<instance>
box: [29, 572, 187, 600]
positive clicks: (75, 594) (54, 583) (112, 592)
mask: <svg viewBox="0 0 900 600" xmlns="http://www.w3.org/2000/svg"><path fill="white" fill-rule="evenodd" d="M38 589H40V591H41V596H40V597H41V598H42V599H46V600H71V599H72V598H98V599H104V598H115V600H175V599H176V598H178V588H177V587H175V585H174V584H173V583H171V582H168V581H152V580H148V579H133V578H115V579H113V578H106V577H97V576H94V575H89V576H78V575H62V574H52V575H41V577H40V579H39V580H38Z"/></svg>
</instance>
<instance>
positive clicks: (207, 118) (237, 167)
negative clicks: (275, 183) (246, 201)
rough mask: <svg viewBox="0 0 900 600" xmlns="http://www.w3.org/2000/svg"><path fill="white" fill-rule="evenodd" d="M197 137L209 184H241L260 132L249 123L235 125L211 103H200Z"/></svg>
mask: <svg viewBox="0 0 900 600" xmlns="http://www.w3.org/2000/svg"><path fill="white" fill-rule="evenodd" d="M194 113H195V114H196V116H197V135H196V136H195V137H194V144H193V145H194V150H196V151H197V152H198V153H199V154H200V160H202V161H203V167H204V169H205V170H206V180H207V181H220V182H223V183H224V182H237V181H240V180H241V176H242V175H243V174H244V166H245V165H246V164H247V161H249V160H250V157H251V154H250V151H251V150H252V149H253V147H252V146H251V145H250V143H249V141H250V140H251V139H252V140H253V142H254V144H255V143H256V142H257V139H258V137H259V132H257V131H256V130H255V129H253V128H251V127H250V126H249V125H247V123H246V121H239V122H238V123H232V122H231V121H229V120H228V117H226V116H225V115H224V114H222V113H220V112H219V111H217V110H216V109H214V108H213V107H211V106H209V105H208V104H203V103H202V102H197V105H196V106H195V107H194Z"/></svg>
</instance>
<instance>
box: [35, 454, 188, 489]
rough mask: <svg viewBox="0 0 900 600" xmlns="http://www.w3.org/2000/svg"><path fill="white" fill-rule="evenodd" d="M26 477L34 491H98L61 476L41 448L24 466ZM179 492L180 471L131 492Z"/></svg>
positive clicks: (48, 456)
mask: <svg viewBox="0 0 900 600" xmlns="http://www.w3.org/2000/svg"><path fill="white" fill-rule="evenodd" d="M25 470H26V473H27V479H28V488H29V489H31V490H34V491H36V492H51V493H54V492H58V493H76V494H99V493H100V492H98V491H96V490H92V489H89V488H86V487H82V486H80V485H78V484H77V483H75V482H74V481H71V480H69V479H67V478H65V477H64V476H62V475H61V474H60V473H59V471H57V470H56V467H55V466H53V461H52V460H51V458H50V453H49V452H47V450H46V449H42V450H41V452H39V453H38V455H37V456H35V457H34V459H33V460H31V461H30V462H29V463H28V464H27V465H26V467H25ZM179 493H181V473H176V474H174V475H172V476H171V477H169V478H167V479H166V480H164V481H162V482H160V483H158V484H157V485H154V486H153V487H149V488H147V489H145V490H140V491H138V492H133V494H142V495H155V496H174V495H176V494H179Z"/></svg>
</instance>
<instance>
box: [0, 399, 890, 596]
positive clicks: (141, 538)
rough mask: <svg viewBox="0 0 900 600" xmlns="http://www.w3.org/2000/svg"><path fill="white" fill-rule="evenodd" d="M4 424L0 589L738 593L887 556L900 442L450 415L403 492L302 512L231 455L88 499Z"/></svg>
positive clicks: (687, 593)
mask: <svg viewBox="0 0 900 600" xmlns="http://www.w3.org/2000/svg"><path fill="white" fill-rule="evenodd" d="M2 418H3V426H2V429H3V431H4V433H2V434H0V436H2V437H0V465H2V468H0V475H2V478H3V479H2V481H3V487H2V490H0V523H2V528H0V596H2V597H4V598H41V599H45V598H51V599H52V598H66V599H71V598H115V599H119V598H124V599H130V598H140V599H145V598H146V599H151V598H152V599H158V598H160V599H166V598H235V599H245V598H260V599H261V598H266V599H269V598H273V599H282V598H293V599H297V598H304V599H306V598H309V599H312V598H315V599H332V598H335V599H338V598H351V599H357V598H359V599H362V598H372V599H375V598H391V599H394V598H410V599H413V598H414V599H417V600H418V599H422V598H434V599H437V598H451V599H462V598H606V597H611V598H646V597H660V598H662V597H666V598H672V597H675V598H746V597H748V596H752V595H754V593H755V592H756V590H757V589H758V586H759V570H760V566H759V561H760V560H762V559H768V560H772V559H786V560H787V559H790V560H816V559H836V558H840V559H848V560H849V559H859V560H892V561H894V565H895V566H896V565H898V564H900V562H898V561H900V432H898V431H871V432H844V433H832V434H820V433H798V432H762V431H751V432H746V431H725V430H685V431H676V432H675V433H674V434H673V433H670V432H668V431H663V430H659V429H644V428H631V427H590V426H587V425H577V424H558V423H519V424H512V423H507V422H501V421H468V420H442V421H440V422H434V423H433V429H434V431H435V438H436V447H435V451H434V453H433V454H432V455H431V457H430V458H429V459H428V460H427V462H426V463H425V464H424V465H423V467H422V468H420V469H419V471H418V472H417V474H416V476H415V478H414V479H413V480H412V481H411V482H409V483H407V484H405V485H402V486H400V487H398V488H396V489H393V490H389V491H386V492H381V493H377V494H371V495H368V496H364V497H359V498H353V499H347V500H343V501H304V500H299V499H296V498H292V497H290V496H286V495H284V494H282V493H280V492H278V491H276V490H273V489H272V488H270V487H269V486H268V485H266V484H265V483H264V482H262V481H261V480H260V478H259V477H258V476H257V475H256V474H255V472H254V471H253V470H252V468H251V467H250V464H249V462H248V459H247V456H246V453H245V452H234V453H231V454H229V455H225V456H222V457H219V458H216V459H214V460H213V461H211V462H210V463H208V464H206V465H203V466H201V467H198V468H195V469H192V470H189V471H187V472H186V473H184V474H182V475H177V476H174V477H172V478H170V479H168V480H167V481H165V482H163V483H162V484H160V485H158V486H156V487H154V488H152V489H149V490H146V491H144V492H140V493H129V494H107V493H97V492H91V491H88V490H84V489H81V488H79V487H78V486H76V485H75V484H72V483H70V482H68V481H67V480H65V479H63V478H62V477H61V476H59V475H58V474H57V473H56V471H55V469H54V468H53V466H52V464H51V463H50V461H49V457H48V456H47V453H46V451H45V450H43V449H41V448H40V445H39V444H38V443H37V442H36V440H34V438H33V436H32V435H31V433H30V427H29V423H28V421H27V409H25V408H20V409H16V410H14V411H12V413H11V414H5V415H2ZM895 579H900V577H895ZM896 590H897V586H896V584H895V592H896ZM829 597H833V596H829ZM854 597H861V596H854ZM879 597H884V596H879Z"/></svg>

——

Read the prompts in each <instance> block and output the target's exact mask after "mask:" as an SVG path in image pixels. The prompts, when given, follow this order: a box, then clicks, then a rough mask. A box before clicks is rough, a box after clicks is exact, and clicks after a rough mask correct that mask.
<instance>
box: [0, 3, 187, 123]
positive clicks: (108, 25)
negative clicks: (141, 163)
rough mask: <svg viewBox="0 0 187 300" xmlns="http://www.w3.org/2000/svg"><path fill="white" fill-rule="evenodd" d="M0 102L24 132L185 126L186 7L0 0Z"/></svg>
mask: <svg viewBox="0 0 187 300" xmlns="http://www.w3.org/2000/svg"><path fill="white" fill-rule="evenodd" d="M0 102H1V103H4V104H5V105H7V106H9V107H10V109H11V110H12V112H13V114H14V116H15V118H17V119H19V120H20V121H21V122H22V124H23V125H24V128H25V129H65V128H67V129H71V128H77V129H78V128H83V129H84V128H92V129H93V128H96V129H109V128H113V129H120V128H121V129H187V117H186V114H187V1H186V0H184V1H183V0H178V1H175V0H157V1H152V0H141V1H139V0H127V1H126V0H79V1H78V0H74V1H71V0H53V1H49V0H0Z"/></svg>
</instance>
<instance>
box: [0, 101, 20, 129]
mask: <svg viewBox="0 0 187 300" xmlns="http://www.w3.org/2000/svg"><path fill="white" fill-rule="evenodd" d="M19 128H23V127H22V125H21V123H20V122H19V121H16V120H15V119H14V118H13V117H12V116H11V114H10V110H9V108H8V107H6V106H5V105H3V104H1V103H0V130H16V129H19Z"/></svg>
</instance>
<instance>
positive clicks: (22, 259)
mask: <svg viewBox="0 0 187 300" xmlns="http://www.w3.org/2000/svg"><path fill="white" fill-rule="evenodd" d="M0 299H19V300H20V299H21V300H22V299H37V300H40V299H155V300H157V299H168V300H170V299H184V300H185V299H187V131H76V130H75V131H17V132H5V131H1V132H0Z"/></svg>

——

→ Exercise objective: Retype the lines above, from the line with "Read the prompts" up to and including the line with "102L24 132L185 126L186", without any change.

→ Solution to this exercise:
Read the prompts in each <instance> block and output the target's exact mask after "mask:" as an SVG path in image pixels. The prompts, when given, follow this order: a box, then clicks, then a rough mask. A box before clicks is rough, a box after clicks is exact, and clicks after a rough mask correct that mask.
<instance>
box: [0, 3, 187, 123]
positive clicks: (108, 25)
negative clicks: (141, 163)
rough mask: <svg viewBox="0 0 187 300" xmlns="http://www.w3.org/2000/svg"><path fill="white" fill-rule="evenodd" d="M0 102L24 132L185 126L186 7L0 0Z"/></svg>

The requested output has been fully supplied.